AIM OF THE TASK:
Echo the lines word for word, from the one containing "Return one point per instance of the car" through the one containing "Target: car headlight".

DATA PROVIDED:
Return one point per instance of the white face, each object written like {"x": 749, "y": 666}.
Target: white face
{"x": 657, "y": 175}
--
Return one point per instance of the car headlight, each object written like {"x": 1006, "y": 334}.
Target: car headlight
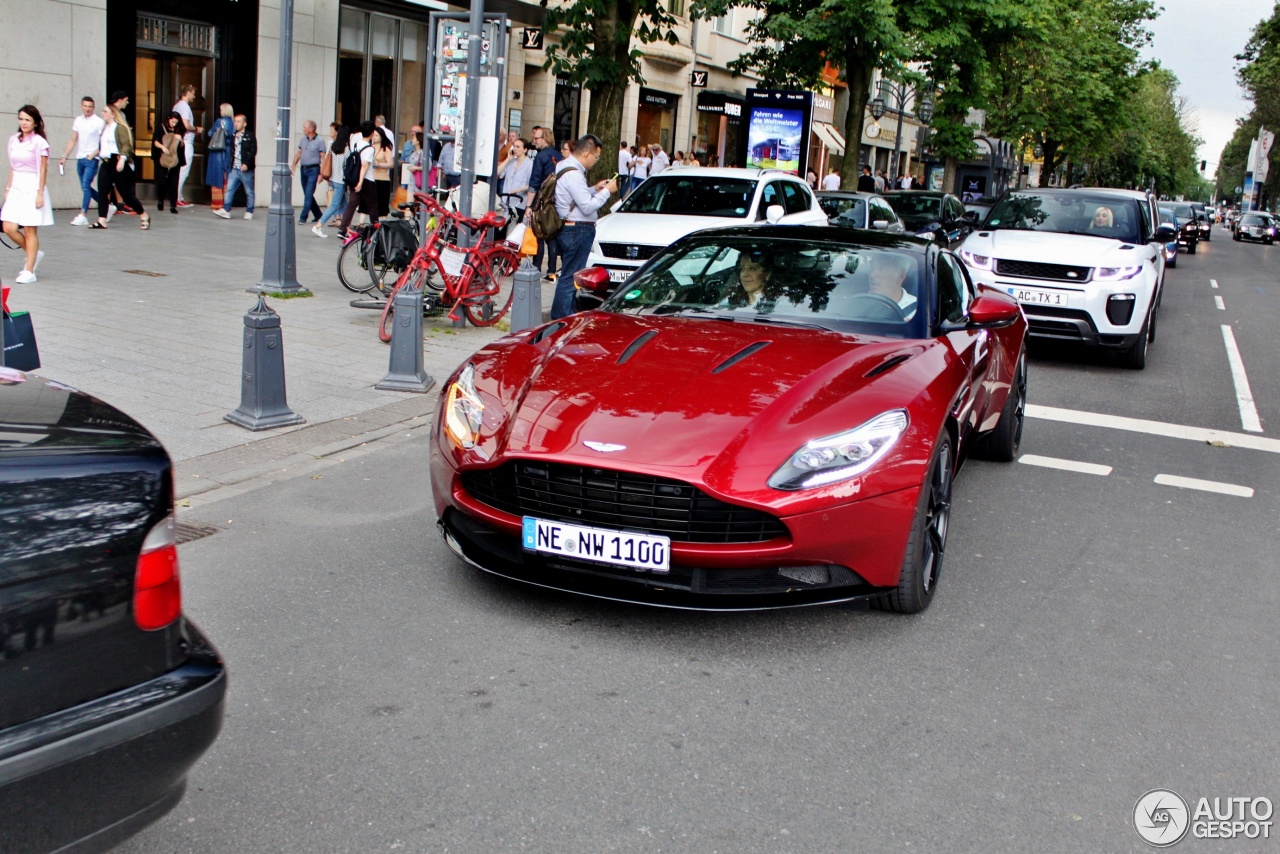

TASK SOLUTION:
Return one point per instance of the car headlight, each object written like {"x": 1006, "y": 334}.
Target: car headlight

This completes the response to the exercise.